Start of Records to use

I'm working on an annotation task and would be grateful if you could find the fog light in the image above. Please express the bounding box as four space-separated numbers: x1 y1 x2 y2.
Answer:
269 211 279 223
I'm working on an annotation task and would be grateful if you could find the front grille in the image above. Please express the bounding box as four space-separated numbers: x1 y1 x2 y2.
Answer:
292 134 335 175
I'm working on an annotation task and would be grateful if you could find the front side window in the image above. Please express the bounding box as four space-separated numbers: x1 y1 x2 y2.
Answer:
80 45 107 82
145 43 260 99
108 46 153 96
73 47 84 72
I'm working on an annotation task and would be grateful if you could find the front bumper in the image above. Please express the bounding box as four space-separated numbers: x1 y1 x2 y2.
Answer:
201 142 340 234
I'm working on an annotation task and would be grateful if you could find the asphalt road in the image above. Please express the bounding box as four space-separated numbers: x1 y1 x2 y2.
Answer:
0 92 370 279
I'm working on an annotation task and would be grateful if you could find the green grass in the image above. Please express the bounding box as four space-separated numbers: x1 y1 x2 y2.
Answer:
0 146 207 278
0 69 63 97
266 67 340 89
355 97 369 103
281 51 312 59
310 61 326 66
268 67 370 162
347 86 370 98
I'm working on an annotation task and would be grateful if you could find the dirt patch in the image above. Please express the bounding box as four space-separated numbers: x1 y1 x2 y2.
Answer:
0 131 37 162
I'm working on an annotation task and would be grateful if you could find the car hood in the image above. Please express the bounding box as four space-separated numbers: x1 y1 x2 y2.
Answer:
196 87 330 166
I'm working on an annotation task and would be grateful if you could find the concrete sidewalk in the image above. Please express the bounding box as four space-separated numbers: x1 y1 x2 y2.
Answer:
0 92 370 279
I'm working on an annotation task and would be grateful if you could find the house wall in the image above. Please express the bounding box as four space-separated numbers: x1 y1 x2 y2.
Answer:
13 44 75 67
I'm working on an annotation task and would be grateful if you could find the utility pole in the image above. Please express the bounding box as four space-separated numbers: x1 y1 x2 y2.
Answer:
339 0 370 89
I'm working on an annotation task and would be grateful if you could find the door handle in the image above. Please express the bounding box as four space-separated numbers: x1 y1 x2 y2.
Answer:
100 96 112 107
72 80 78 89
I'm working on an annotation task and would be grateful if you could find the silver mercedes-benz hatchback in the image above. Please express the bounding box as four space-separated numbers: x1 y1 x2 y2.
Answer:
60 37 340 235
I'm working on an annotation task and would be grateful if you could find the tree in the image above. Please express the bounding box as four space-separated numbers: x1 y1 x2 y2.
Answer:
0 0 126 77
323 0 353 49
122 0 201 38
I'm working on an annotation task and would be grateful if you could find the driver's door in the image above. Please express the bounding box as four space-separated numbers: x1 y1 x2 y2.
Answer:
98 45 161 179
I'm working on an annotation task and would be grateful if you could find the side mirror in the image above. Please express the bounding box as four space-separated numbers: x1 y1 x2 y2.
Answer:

End of Records to use

Objective: Transcribe all of the records above word for word, without changing anything.

Full output:
I'm working on an annotation task and would be grateful if you could find the fog light in the image above. Please express the bounding box as four space-separated numbers: x1 y1 x2 y2.
Answer:
269 211 279 223
I'm working on an annotation task and would be grateful if you could find the front grille in the image above. Please express the bounding box as four space-separated numbers: x1 y1 x2 y2.
Answer:
292 134 335 175
I'm working on an annotation task and would be grateful if you could find the front side window in the image above. Please express the bounding box as four space-separated numbers: x1 y1 x2 y2.
Answer:
80 45 107 82
145 43 260 99
108 46 153 96
73 47 84 72
I'm working on an annotation task and would be grateful if you could find the front bumper in the image above. Please express the bounding box as four space-separated numbers: x1 y1 x2 y2.
Answer:
201 142 340 234
I'm working on an annotation task and would be grateful if you could find the asphalt road in the image above. Please express the bounding box as four space-separated numbers: x1 y1 x2 y2.
Answer:
0 92 370 279
I'm working on an annotation task and would be grateful if you could find the green grass in the image above. Please express the bounding box as four space-separated numbers: x1 y1 x2 y2.
Answer:
0 146 207 278
0 69 63 97
266 67 340 89
355 97 369 103
281 51 312 59
310 61 326 66
268 67 370 162
347 86 370 98
I'm working on an annotation task and would be grateful if you could find the dirt patch in the image above. Please express the bounding box as four space-separated numbers: x1 y1 x2 y2.
Answer:
0 131 37 162
I'm working on an annotation task and would be grateful if you could find the car hood in the image above. Please express the bounding box as four space-separated numbers: x1 y1 x2 y2.
Answer:
196 87 330 166
I'm working on an annotation task and would be grateful if you could find the concrete sidewalk in the image above. Please express the bounding box as four space-separated numbers: x1 y1 x2 y2.
Answer:
0 92 370 279
I'm working on an annotation task and would be grateful if you could find the house wall in the image above. Please express the bounding box as four space-separated numbers: x1 y1 x2 y2.
Answer:
13 44 75 67
I'm working on an annotation task and would be grateful if you could find the utility pole in the image above. Please express the bounding box as four space-separated numbers: x1 y1 x2 y2.
Answer:
339 0 370 89
I'm working on an annotation task and would be grateful if you could find the door handle in the image above. Please express the bounding box as four space-separated numbers: x1 y1 x2 y2.
Answer:
100 96 112 107
72 80 78 89
I'm working on an annotation task and would be grateful if you could find the silver mercedes-benz hatchback in the image above. Please express the bounding box as four space-separated numbers: x1 y1 x2 y2.
Answer:
60 37 340 235
I'm working on an annotation task and would be grateful if you could find the tree in the image above. Please express the bounding box as four space-separated numbers: x1 y1 x2 y2.
Answer:
0 0 126 77
323 0 353 49
122 0 201 38
I'm working on an annotation task and would be grateful if you could find the driver's door in the image above. Please express the bounding box as four space-separated numbers: x1 y1 x2 y2.
Answer:
98 45 161 179
I'm working on an annotation task and would be grateful if you could find the side mirror in the image above. Please express the bounding box as four space-separated numbers: x1 y1 x2 y2.
Answer:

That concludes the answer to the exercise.